--- Objective ---
Rewrite every line of the entries, starting with the line that contains "the jet engine" and going on through the line that contains "point(226, 221)". Raise each coordinate by 94 and leave all other wording as it is.

--- Supplied data ---
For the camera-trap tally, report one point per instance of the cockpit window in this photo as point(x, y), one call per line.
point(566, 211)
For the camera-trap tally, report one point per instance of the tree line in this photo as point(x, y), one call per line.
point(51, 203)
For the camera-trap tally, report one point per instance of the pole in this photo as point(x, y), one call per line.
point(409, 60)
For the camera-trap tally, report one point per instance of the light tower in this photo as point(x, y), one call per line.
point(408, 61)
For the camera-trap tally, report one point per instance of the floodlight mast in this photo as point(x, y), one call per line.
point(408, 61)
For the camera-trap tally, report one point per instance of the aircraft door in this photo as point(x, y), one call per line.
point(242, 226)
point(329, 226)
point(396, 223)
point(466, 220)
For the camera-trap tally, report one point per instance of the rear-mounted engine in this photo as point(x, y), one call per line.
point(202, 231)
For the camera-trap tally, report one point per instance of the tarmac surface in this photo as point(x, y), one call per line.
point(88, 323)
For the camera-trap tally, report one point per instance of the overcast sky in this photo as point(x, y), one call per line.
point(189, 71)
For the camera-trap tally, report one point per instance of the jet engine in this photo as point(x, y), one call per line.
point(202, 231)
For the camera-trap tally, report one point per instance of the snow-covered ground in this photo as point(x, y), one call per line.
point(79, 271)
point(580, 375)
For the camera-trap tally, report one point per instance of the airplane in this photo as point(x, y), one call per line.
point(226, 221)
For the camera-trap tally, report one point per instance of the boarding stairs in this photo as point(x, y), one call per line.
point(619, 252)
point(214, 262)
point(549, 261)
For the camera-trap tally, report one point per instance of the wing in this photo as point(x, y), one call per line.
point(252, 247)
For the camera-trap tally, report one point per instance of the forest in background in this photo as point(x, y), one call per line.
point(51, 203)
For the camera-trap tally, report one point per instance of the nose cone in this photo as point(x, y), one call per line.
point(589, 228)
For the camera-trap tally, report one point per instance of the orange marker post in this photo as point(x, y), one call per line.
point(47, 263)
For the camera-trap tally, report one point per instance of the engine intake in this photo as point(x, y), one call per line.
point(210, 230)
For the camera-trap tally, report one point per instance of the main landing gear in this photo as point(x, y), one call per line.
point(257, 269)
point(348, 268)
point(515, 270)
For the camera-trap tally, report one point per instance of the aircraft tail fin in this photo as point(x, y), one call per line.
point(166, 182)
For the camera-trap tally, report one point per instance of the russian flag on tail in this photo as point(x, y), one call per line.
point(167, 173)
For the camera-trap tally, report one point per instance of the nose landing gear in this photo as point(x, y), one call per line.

--- Complete output ---
For the camera-trap tally, report one point per instance of the jet engine in this photo as point(x, y), one call per line.
point(296, 325)
For the camera-trap tally, report one point per instance of the snow-covered ground in this photo as point(x, y), one call per line.
point(173, 365)
point(674, 469)
For the camera-trap tally, report one point per instance of the airplane in this photo as point(x, y), one call per line.
point(320, 315)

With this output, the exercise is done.